Actions to take:
- A) Decide whether each statement below agrees with the passage on New Zealand policing. Answer yes or no, and quote the words from the passage that decide it. (i) The Bastion Point operation took place three years before the 1981 Springbok Tour. (ii) The NZ Defence Force gave no support to the Police at Bastion Point. (iii) Operation Eight took place in 2007.
- B) According to the passage on New Zealand policing, where were the masked, armed police officers sent during Operation Eight?
- C) Continue the passage on New Zealand policing from its last sentence.

Senior Police and the nation’s political leaders would have been aware of just what a near-run thing they had lived through in 1981. Very few of them, if any, would have wanted to risk another highly organised challenge to government policy.
The more thoughtful among them would have considered the policing of the Springbok Tour alongside the Police operation mounted three years earlier at Bastion Point. Clearing away the Māori occupiers of the land had required an enormous number of Police officers, backed by significant logistical support from the NZ Defence Force. Politicians, public servants, police commanders and senior defence personnel, seeing the effort required to clear a few hundred protesters, operating in a single city, would have shuddered at the thought of one, two, many Bastion Points. In such circumstances, the use of deadly force would be inevitable.
But, even the possibility of the state resorting to deadly force was abhorrent to most New Zealanders – as the Police would learn the hard way in 2007 during the course of Operation Eight. The possibility of an armed terrorist cell training in the Ureweras could not be ignored by the Police – and it wasn’t. The deployment of masked police officers wearing helmets, body armour, and carrying semi-automatic rifles to the tiny settlement of Ruatoki, however, shocked and angered not only the local Tuhoe iwi, but also that same urban professional middle-class whose support for the Police had been so sorely tested 26 years before. Once again, the Judiciary and its minions were less-than-impressed. Once again the Police were humiliated.

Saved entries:
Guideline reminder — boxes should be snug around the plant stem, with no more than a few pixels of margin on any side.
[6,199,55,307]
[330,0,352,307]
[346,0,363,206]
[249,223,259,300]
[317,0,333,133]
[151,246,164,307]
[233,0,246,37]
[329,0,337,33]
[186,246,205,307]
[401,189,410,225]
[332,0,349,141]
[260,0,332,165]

Responses:
- A)
(i) Yes: "the Police operation mounted three years earlier at Bastion Point"
(ii) No: "backed by significant logistical support from the NZ Defence Force"
(iii) Yes: "as the Police would learn the hard way in 2007 during the course of Operation Eight"

- B) The tiny settlement of Ruatoki.

- C)
The cumulative effect of these lessons in how far the Police’s “social licence” might be stretched was on display in February-March 2022 when Parliament Grounds were occupied by hundreds of New Zealanders protesting against the Labour Government’s handling of the Covid-19 Pandemic – most particularly its coercive vaccination mandates.
Over and over again, New Zealanders heard the Police Commissioner, Andrew Coster, reiterate the citizen’s “Right to Protest”.
Confronted by protesters who refused to play by the rules, however, Coster and his commanders were at a loss. Their confusion grew when the all-important urban professional middle-class began insisting that the Police clear the grounds – by any means necessary. The same people who had objected to 81’s riot squads, and the gun-toting “ninjas” at Ruatoki, were now insisting that Coster’s officers start cracking heads.
Except that more than 40 years of affirming New Zealanders’ Right to Protest had left the NZ Police without the training or the equipment to “move on” hundreds of determined protesters (many of whom were working-class battlers and not at all averse to mixing-it-up with the cops). The Police’s first attempt to enforce the law ended in ignominious retreat, and it took weeks to assemble the person-power necessary to clear the protesters’ encampment. Even then, the operation ended in fire and fury of a sort not seen in this country for 90 years.
Horrified New Zealanders, looking at the extraordinary photograph of Police officers with their backs to a granite wall, huddled together and cowering behind their Perspex shields, as all manner of missiles are hurled at them by furious protesters, suddenly realised that their state was no longer equal to the task of protecting its citizens from serious political violence.
What was (just) possible in 1978 and 1981, had ceased to be a sure-thing by 2022. And, on all three occasions, it was political protest that provided the critical test of what New Zealanders were – and were not – prepared to tolerate from the forces of the state.